Но боже, боже! – сколько сейчас людей это смотрят! Глядя на сияющих успехом сэлф-мэйд-мэнов зрителям не дано, не позволено видеть и знать до поры, каких колоссальных размеров пугало высится за их спинами, огромное и зубастое, многорукое и многоокое нечто, истинно владеющее всем, что лишь с виду принадлежит частным лицам. Левиафанцы не могут и не имеют права остановиться, они вынуждены отдавать все время и все свои силы на беспрестанное увеличение капитала и власти. Левиафан чутко реагирует, если кто-то «выпадает из схемы», ведь Система воспримет такой шаг как поломку своего механизма, и будет тотчас произведен ремонт, отладка, замена детали. ХЛОП! И никто не докопается до причины, по которой убили того или иного банкира, ХЛОП! предпринимателя, ХЛОП! бюрократа, ХЛОП! прокурора, ХЛОП! журналиста. «Бандитские разборки», – отмахнется от черни вральник.

Обывателю нет дела до внезапных смертей в мире бизнеса и большой политики. Обывателю хочется Путина, славы России, и еще сбросить смс на номер такой-то, чтобы поддержать чье-то зачемтое начинание провести Олимпиаду на юге. Все, о чем требуется думать батарейкам в нарождающемся царствии Сатаны на Земле – это террористы, деньги и спорт! Террористов надо бояться, деньги надо любить, а Олимпиаду надо ждать как Новый год в детстве, чтобы трындеть о ней месяц за месяцем и хлопать в ладоши и втыкать в телевизоры на искрящиеся в свете прожекторов стадионы и сбрасывать долларовую смс в поддержку чего-то-там без НДС, и искренне верить, будто успехи нашей сборной хоккейной команды и есть главный жизненный интерес добропорядочного члена общества. Ну а главное: не оглядываться по сторонам, чтобы не увидеть вдруг Матрицы, в которой богатых и бедных объединяет в целое общество одно звонкое слово: РАБЫ.
···
Задание 1:
Перечислите всех, чьи убийства, согласно тексту, останутся без выясненной причины. Приведите их в именительном падеже.
Задание 2:
Согласуются ли с текстом следующие утверждения? Ответьте «да» или «нет» и подкрепите каждый ответ точной цитатой.
(a) Левиафанцы могут в любой момент остановиться.
(b) Обыватель живо интересуется внезапными смертями в мире бизнеса.
(c) Олимпиаду следует ждать как Новый год в детстве.
Задание 3:
Почему, согласно тексту, Левиафан чутко реагирует, когда кто-то «выпадает из схемы»?

Материал упражнения:
···
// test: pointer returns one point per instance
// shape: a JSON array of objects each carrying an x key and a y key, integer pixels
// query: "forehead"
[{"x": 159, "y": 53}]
···
Ожидаемый ответ 1:
Банкир, предприниматель, бюрократ, прокурор, журналист.

Ожидаемый ответ 2:
(a) Нет: «Левиафанцы не могут и не имеют права остановиться».
(b) Нет: «Обывателю нет дела до внезапных смертей в мире бизнеса и большой политики».
(c) Да: «Олимпиаду надо ждать как Новый год в детстве».

Ожидаемый ответ 3:
Система воспримет такой шаг как поломку своего механизма. Поэтому тотчас будут произведены ремонт, отладка и замена детали.